# Yapılacak iş
Aşağıdaki öğelerde "Isolate man's chin" geçen satırdan "left=684, top=290, right=730, bottom=314" geçen satıra kadar, iki uç satır da dahil, tüm satırları boş satırları atlayarak numaralı bir liste hâlinde yazın. Resimleri yanıta almayın.

# Veri satırları
***
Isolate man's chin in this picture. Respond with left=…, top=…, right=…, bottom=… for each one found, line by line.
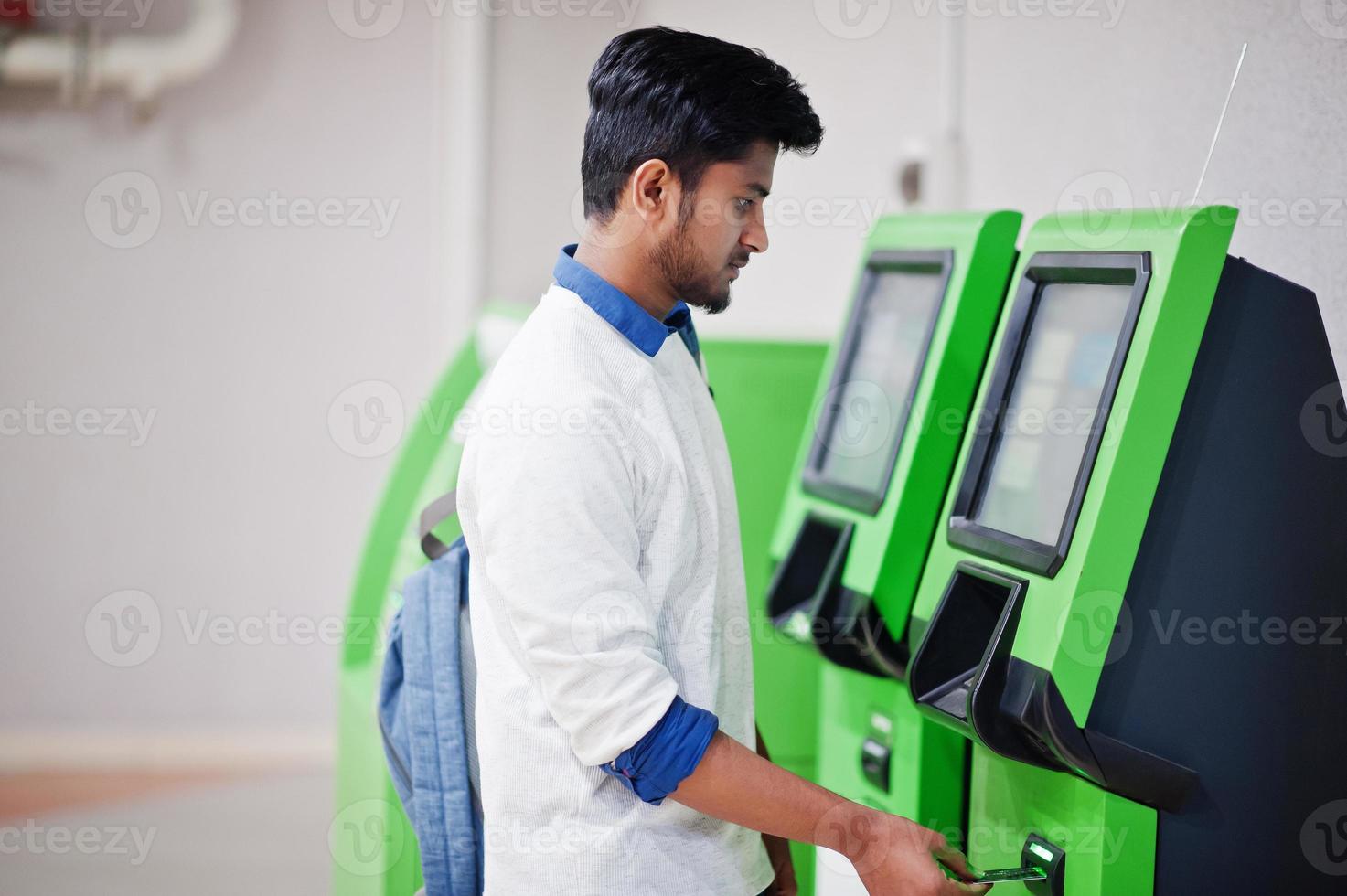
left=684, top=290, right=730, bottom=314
***
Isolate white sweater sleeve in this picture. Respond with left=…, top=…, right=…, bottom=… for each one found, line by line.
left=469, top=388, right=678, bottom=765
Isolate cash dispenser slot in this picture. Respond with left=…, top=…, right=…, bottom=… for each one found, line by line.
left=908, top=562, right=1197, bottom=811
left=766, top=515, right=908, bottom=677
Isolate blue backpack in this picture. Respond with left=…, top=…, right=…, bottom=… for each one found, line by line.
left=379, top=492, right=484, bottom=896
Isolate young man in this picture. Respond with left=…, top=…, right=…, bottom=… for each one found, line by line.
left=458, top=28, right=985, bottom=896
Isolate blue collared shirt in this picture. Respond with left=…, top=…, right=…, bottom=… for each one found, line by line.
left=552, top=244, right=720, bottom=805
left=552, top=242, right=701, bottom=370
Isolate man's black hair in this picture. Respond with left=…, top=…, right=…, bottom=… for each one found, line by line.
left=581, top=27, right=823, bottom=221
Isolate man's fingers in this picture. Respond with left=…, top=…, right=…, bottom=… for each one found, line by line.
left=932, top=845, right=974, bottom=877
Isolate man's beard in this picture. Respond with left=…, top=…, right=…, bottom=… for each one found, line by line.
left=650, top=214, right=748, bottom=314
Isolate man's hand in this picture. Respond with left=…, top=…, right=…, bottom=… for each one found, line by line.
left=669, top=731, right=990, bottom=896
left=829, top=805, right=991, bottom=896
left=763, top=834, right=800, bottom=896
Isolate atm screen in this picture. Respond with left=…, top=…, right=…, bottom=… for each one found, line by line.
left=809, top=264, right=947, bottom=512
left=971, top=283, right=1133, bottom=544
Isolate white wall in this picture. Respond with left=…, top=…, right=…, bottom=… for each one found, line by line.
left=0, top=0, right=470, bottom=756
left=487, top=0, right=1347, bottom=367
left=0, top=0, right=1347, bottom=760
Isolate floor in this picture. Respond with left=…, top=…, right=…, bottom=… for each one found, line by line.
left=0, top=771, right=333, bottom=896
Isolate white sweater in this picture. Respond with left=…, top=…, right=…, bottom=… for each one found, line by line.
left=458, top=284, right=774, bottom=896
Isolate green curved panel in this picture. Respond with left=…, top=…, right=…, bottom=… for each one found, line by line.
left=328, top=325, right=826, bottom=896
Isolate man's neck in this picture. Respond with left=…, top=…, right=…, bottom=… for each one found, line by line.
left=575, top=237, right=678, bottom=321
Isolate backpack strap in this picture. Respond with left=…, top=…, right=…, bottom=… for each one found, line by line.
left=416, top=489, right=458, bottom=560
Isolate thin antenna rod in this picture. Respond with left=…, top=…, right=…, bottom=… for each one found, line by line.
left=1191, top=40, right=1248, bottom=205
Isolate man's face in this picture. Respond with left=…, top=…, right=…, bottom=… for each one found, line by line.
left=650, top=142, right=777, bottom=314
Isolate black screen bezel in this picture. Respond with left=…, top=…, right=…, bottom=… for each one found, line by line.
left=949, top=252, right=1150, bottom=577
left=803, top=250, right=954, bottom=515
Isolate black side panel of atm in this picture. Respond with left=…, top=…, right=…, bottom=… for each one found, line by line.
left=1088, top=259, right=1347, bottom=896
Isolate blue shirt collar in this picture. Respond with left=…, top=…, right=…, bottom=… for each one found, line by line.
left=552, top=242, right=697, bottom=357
***
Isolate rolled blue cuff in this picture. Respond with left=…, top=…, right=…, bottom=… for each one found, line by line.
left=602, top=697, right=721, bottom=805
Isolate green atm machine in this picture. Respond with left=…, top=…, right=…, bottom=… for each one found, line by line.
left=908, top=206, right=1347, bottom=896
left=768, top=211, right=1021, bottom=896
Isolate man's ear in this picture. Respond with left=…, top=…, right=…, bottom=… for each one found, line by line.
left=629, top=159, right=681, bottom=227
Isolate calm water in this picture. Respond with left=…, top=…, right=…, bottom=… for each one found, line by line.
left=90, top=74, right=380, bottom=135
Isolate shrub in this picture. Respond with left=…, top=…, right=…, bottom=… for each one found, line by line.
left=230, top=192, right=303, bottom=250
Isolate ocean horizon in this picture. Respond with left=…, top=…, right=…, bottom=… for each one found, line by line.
***
# Görevin yanıtı
1. Isolate man's chin in this picture. Respond with left=…, top=…, right=…, bottom=… for each one found, line by line.
2. left=684, top=290, right=730, bottom=314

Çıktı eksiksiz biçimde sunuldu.